- [Data in this exercise]:
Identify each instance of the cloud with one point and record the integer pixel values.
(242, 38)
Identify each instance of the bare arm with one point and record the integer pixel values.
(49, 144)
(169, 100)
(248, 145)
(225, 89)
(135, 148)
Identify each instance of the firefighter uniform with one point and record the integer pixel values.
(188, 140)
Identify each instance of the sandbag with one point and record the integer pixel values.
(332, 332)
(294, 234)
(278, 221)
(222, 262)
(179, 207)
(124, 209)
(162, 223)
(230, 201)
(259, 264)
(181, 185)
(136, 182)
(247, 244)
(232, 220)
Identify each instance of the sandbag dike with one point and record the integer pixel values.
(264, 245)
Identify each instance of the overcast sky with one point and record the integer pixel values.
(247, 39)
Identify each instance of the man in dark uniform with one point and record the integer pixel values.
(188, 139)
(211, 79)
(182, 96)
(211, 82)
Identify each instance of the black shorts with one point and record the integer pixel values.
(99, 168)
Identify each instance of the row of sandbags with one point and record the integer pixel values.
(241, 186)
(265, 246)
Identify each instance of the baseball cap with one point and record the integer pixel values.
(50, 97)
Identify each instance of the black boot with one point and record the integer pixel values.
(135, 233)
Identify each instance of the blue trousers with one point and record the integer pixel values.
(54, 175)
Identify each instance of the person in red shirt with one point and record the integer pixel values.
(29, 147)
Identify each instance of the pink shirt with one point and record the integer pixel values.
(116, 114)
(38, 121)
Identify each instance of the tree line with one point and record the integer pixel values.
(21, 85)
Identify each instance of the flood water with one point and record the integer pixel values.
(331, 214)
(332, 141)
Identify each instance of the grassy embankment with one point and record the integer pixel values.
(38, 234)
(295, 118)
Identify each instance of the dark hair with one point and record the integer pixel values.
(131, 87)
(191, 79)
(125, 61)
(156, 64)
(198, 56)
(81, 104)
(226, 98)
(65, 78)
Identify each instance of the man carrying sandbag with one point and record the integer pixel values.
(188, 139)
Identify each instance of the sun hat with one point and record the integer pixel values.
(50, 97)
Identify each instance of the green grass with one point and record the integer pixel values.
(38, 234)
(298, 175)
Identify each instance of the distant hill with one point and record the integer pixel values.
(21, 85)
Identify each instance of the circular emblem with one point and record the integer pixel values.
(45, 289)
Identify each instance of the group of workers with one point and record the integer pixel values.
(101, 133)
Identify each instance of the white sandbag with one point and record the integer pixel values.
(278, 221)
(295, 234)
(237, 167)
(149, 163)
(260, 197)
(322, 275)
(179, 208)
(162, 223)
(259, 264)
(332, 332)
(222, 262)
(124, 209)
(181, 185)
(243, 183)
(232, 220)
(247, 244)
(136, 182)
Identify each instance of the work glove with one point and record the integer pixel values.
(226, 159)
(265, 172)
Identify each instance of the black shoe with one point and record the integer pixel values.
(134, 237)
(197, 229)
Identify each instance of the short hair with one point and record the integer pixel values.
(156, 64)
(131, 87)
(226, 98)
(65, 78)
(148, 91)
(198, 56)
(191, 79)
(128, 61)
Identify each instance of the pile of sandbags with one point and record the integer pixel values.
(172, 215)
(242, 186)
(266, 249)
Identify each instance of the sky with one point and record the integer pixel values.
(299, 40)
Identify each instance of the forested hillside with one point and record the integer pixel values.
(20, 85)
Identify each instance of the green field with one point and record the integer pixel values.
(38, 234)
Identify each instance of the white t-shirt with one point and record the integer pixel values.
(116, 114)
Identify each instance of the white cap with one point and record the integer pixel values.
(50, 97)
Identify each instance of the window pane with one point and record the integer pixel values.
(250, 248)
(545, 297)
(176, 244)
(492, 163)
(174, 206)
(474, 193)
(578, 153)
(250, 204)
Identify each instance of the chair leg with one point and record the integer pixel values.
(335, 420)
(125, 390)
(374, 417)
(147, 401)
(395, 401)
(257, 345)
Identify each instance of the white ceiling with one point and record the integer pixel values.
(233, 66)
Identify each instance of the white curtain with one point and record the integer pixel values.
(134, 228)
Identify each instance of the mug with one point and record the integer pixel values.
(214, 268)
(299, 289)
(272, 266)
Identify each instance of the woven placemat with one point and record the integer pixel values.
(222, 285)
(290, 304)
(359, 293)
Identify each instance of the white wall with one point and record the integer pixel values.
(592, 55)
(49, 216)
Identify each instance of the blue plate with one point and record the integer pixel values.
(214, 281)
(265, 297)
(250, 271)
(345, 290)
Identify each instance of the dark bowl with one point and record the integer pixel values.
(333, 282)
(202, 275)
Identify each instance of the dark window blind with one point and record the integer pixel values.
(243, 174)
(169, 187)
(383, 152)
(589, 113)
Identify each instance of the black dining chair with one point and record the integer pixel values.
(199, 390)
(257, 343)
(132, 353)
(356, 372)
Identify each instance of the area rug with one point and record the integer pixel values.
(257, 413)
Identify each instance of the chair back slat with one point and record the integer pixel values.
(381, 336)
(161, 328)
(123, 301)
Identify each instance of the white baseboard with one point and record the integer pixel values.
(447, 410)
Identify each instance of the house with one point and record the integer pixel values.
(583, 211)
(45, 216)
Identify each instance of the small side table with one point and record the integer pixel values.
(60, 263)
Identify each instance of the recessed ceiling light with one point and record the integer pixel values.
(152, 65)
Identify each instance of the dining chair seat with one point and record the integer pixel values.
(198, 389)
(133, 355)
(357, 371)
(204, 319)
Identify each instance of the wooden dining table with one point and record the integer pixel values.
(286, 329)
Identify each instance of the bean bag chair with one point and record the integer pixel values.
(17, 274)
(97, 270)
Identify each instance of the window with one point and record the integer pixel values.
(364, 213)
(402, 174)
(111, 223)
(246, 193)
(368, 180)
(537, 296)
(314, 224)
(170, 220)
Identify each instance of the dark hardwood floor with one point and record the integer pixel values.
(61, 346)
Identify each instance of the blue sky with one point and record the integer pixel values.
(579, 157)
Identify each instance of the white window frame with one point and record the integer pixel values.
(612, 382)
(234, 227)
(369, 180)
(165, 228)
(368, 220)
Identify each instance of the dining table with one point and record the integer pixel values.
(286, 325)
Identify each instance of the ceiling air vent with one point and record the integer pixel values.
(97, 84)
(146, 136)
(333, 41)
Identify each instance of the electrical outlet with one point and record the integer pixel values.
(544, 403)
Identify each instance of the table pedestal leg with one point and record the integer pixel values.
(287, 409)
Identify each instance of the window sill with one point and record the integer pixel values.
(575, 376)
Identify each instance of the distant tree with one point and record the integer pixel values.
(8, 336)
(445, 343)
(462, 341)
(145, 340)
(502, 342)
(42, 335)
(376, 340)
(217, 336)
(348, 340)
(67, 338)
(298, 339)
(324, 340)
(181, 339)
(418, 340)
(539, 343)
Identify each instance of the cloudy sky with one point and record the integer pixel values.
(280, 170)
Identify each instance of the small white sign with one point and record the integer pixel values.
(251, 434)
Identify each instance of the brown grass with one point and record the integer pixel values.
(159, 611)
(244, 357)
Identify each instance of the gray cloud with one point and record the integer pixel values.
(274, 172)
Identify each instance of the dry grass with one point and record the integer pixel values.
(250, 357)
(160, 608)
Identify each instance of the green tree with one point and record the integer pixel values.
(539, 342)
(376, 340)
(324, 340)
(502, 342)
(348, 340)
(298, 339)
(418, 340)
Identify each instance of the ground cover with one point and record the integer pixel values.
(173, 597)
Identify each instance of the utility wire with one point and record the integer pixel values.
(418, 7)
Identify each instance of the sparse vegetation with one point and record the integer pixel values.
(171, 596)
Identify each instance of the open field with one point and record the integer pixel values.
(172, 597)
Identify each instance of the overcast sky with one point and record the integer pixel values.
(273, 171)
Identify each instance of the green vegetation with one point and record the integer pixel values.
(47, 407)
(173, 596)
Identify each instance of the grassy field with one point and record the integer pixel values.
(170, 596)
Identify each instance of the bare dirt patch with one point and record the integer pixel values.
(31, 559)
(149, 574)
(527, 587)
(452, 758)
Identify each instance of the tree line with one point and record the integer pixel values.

--

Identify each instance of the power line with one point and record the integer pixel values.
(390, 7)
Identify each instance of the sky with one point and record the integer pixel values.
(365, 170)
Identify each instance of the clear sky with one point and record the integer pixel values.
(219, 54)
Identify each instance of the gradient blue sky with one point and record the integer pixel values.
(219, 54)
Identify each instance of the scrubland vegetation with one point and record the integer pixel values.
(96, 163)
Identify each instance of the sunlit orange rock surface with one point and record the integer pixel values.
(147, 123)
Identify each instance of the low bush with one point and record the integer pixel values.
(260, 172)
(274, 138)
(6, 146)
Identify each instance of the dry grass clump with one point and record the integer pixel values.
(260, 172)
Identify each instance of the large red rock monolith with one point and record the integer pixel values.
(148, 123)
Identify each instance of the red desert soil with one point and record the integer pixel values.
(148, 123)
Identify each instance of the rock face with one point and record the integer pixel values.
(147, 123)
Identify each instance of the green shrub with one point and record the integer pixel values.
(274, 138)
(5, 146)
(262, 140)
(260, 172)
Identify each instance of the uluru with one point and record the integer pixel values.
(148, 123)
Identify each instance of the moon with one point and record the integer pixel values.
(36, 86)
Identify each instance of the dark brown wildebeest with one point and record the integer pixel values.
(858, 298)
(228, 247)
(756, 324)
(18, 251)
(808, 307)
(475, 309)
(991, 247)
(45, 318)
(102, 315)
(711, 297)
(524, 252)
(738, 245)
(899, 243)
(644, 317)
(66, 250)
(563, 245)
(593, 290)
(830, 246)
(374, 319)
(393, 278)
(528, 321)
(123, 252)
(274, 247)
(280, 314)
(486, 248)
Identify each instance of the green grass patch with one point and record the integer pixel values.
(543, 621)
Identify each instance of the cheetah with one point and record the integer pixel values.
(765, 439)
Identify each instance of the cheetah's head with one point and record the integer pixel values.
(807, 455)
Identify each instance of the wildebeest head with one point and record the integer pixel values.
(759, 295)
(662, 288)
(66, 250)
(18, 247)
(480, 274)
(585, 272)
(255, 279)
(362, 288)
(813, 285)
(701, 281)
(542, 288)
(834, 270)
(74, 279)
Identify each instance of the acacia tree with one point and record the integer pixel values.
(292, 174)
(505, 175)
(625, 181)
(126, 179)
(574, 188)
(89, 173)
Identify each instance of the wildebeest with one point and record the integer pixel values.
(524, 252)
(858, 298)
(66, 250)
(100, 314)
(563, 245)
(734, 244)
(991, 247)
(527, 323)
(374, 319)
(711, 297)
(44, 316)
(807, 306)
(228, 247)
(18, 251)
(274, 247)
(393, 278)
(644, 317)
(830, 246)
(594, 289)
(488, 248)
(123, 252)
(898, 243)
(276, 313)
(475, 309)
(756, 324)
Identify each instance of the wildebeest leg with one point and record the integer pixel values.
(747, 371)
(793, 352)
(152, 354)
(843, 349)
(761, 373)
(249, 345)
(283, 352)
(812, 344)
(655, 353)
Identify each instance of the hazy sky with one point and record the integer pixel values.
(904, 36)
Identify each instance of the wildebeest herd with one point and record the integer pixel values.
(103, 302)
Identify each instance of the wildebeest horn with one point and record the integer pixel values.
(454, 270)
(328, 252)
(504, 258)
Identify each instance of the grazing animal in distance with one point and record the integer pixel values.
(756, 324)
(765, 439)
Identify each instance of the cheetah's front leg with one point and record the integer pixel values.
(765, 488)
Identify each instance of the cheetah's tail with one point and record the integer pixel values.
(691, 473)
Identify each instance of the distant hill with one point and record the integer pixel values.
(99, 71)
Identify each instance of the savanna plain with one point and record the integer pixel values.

--

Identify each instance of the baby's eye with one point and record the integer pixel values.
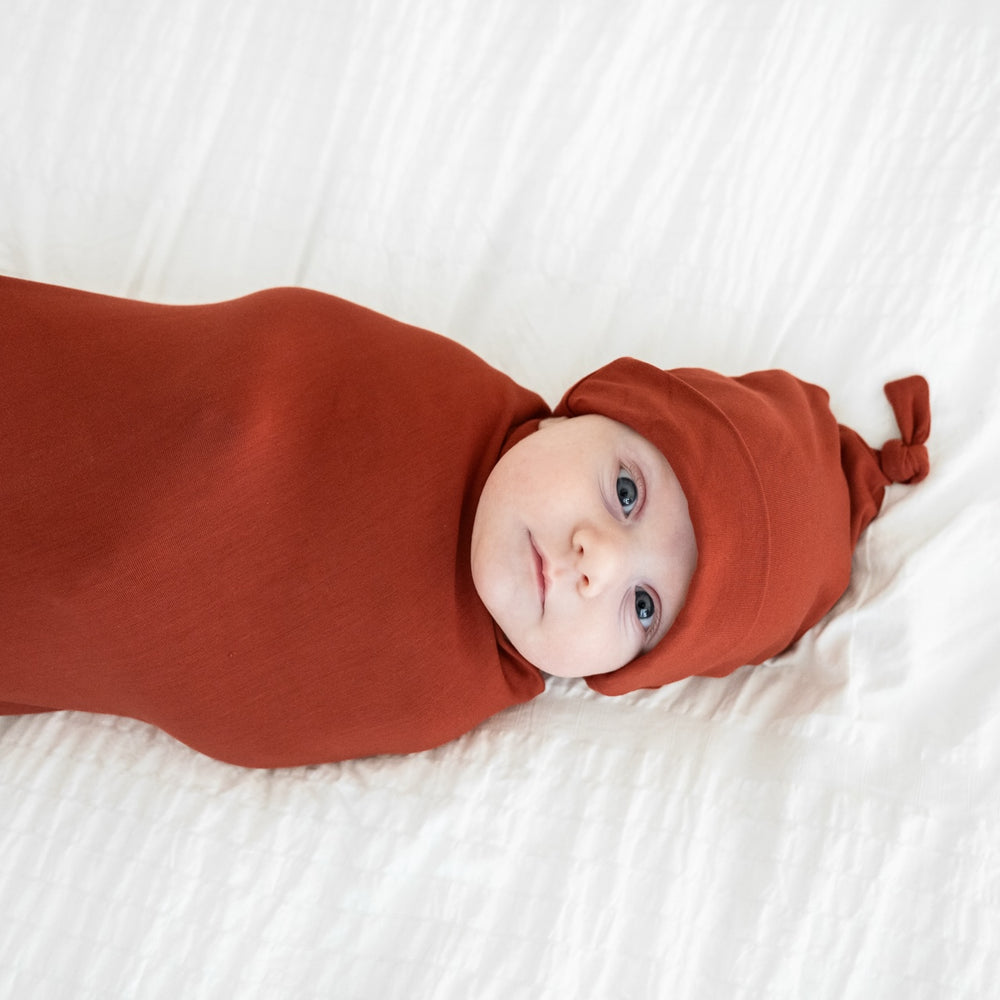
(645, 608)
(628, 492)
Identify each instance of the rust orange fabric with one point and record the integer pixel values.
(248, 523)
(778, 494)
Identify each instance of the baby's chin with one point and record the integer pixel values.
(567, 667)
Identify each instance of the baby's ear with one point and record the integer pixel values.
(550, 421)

- [The exercise]:
Count the lines in the records above that contain the string "ceiling", treating uppercase and lowercase letters as different, and reply with that number alone.

- [Exercise answer]:
3